* What you have to do *
Retype only the lines below from the one with "# point at: purple flower cluster" to the one with "Target: treeline", inclusive, skipping every image.

[Point-per-instance localization data]
■ ■ ■ ■
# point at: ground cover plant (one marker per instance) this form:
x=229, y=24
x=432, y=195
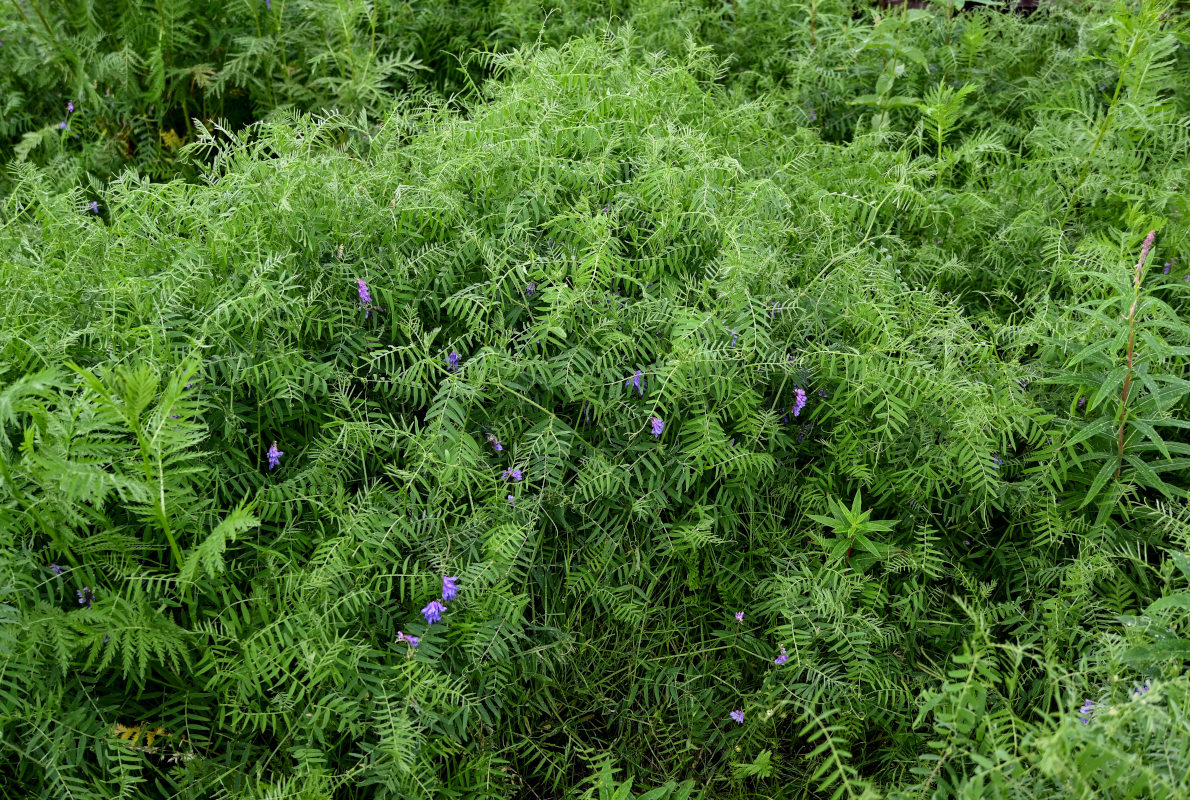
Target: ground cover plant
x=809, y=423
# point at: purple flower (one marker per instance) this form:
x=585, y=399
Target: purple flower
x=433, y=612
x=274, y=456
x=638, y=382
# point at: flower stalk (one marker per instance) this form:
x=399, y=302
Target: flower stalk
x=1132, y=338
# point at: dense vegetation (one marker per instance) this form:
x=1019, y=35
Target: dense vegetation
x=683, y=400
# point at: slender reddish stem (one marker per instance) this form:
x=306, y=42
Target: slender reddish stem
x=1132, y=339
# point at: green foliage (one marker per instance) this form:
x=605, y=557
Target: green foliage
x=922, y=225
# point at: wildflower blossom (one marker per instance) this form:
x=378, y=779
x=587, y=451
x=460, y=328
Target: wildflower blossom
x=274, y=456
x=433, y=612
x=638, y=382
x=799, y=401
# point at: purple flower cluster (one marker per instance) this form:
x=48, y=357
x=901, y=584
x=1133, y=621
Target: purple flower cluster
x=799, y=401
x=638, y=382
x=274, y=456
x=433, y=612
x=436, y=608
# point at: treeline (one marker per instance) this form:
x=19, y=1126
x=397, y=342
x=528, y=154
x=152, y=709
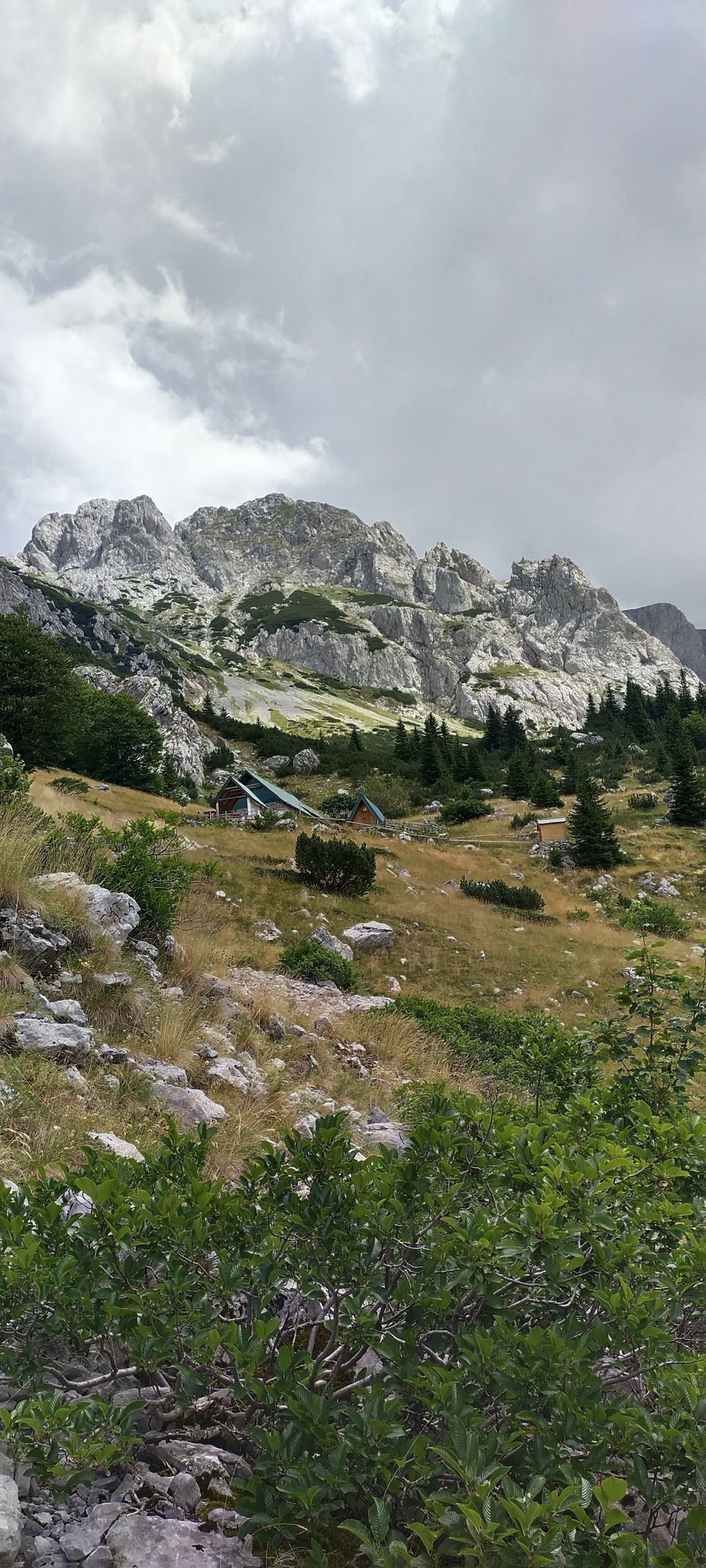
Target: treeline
■ ■ ■ ■
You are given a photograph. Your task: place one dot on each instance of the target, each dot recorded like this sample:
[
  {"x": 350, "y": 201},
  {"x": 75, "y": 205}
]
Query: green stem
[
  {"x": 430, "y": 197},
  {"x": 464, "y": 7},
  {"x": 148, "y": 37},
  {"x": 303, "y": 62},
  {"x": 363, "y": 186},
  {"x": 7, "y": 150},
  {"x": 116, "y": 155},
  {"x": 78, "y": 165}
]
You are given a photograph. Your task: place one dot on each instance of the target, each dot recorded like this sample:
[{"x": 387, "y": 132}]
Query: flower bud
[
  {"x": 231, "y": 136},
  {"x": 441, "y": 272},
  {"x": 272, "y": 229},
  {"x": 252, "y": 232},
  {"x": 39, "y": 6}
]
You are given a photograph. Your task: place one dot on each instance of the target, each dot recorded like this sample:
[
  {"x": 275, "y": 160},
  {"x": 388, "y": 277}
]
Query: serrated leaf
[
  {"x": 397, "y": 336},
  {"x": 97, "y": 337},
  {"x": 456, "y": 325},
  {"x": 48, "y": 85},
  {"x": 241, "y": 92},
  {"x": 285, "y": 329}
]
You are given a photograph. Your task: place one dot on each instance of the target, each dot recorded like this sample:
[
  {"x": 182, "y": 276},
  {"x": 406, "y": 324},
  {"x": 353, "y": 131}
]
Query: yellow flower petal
■ ■ ■ ■
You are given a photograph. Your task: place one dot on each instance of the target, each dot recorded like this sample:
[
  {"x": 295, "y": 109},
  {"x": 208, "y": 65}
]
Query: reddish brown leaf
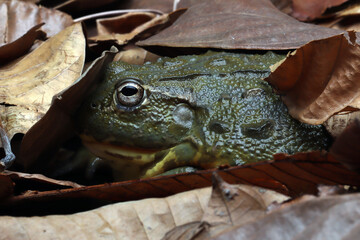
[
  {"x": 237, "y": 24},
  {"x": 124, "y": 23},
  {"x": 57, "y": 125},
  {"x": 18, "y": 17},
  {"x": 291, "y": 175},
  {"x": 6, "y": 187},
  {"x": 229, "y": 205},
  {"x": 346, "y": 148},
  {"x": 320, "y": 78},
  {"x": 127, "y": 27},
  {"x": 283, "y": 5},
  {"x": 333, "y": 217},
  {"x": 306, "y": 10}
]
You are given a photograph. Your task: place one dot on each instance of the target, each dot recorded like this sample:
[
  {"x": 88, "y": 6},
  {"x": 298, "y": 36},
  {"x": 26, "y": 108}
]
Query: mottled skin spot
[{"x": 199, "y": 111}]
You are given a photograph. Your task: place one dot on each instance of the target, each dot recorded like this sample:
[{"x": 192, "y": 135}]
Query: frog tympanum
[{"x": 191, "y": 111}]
■ ■ ■ ■
* Answer *
# point at: purple flower cluster (one marker per instance) this form:
x=48, y=357
x=901, y=584
x=1133, y=621
Target: purple flower cluster
x=799, y=401
x=638, y=382
x=274, y=456
x=433, y=612
x=436, y=608
# point at: treeline (one marker per instance) this form:
x=19, y=1126
x=397, y=342
x=528, y=154
x=152, y=709
Target: treeline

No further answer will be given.